# 所给文本
----
一起学ORBSLAM2(3)system框架搭建
转载请注明原创地址:https://blog.csdn.net/qq_30356613/article/category/6897125
接着上一期的一起学ORBSLAM2继续,只不过上一期已经是几个月前了,由于这一段时间忙或者毕业答辩的事情,所以没有时间更新博客,望各位见谅,现在到暑假了,没什么事情,接着之前的工作继续,坚持过好每一天,共勉!
ORB-SLAM2是萨拉格萨大学做到一个开源SLAM方案,源代码上传到github上边:https://github.com/raulmur/ORB_SLAM2
相关效果视频网站为:http://webdiis.unizar.es/~raulmur/orbslam/
ORB-SLAM2包含了用三种方案进行同步追踪与地图构建,分别为以kinect为视觉传感器的RGBD-SLAM方案、以单目摄像机为视觉传感器的mono-slam方案、以双目摄像机为视觉传感器的stereo-slam方案。三种方案有均已ORB特征点作为图像构建SLAM的基础,因此此工程名ORB-SLAM。
接下来我们将以RGB-D SLAM作为例子来介绍ORB-SLAM开源方案中所用到的方法
RGB-D SLAM分为以下三个线程,第一个是图像追踪线程(主线程)作为视觉里程计的Tracking线程,第二个为临时地图构建LocalMapping线程,第三个为回环检测LoopClosing线程,第四个为观测器线程Viewer(根据参数而定,可有可无)在接下来的几个章节中,我们将分别就这些分线程进行介绍ORB-SLAM。
此讲中我们主要分析ORB-SLAM2如何与Kinect进行数据传输和系统线程构建的方法及其代码分析。
----
# 所给资料
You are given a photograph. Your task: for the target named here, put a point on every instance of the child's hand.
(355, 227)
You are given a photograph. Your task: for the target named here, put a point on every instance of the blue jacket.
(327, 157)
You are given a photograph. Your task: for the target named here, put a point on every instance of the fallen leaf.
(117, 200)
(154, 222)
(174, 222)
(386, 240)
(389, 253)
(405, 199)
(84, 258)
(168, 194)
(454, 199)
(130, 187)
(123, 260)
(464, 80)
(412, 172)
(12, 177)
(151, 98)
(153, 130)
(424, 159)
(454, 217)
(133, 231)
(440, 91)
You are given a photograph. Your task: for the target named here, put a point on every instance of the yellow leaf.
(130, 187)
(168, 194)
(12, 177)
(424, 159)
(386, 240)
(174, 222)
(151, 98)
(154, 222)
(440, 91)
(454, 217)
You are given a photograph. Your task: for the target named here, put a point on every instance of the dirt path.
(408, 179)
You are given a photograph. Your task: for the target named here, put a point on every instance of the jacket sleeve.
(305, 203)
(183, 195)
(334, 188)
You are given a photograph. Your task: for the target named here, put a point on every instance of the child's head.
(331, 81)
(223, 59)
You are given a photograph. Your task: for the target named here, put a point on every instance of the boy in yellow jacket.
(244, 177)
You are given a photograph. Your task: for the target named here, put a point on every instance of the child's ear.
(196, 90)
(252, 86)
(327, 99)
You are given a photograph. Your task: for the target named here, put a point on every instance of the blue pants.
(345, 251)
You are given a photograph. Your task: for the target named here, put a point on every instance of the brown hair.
----
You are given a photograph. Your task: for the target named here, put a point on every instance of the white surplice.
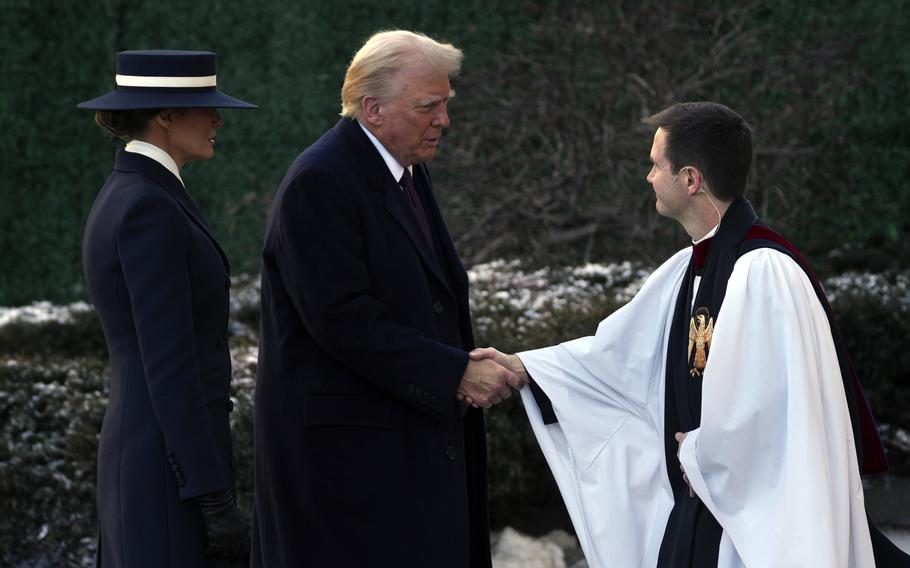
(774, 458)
----
# 练习要求
a. 根据ORB-SLAM2短文回答下列问题,答案分行并按(i)、(ii)、(iii)标注:
(i) ORB-SLAM2是由哪所大学做的开源SLAM方案?
(ii) 以单目摄像机为视觉传感器的方案叫什么?
(iii) 作为视觉里程计的是哪个线程?
b. 用两句话概括ORB-SLAM2短文。
上述条目不参与本练习。

# 参考答案
a.
(i) 萨拉格萨大学。
(ii) mono-slam方案。
(iii) Tracking线程,即图像追踪线程(主线程)。

b. ORB-SLAM2是萨拉格萨大学的开源SLAM方案,包含分别以Kinect、单目摄像机和双目摄像机为视觉传感器的RGBD-SLAM、mono-slam和stereo-slam三种方案,三者均以ORB特征点为基础。文中以RGB-D SLAM为例,介绍其Tracking、LocalMapping、LoopClosing线程及可选的Viewer线程,并说明本讲主要分析ORB-SLAM2与Kinect的数据传输、系统线程构建方法及相关代码。